## About this exercise
From the line with "Each instance of the grassy" to the line with "Each instance of the crop", retype each line exactly as it stands in the records below, but skip the pictures.

## Dataset records
..........
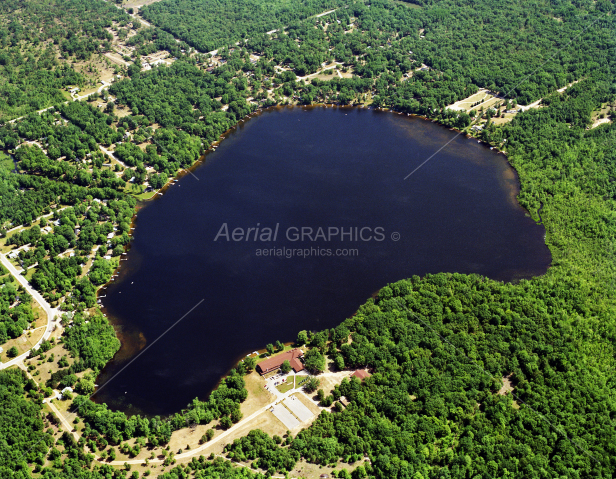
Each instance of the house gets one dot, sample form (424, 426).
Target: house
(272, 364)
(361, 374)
..........
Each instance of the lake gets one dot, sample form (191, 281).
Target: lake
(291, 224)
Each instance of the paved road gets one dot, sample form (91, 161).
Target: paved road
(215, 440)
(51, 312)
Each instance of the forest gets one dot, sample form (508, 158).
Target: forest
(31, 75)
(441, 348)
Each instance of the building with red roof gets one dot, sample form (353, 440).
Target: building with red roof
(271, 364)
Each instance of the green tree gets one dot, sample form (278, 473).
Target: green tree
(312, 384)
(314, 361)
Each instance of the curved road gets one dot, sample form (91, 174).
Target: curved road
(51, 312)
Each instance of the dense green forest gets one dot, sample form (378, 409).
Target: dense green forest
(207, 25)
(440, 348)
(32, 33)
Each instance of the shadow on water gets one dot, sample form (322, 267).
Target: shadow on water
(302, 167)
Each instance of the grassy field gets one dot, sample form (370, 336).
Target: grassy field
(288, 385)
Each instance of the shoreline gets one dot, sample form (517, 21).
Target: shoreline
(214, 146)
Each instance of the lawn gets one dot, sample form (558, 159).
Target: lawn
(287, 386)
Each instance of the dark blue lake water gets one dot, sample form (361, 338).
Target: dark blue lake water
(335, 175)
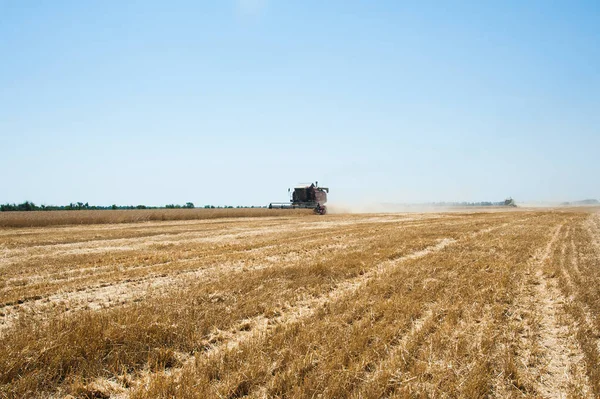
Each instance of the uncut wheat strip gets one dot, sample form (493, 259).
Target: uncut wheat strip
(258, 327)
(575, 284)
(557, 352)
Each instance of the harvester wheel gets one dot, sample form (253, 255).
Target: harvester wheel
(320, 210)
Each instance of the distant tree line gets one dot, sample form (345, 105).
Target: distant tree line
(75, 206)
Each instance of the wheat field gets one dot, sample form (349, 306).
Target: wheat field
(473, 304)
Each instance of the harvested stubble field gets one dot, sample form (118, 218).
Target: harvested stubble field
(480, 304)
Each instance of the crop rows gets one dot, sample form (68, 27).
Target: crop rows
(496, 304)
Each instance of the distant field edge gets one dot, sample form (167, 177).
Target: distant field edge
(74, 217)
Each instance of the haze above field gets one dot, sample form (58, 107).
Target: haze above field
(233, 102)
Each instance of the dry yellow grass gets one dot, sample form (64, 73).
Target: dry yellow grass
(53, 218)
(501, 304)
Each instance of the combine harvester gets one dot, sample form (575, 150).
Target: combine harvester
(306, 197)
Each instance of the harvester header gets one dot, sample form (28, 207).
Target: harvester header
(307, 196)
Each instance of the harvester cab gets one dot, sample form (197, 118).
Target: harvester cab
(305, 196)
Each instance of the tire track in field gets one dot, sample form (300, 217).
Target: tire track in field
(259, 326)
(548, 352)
..........
## Answer to the exercise
Each instance of the grassy field gets one dot, sample form (370, 336).
Target: grassy field
(288, 385)
Each instance of the shoreline gets one dot, sample form (517, 21).
Target: shoreline
(214, 146)
Each instance of the lawn gets one dot, sample form (558, 159).
Target: lawn
(287, 386)
Each instance of the dark blue lake water gets one dot, sample form (361, 338).
Target: dark blue lake water
(335, 175)
Each instance of the uncut wheat strip gets one dot, sample form (493, 259).
Target: uncut wheat strip
(258, 327)
(575, 284)
(557, 352)
Each instance of the harvester wheel gets one dot, sample form (253, 255).
Target: harvester wheel
(320, 210)
Each instance of the distant tree line gets one dot, sample form (345, 105).
Target: distant tree line
(75, 206)
Each instance of the wheat field gets one dot, sample form (349, 306).
Target: wheat field
(473, 304)
Each instance of the harvested stubble field gets one dot, sample form (118, 218).
Target: harvested stubble field
(480, 304)
Each instance of the crop rows gets one dot, sample form (68, 27).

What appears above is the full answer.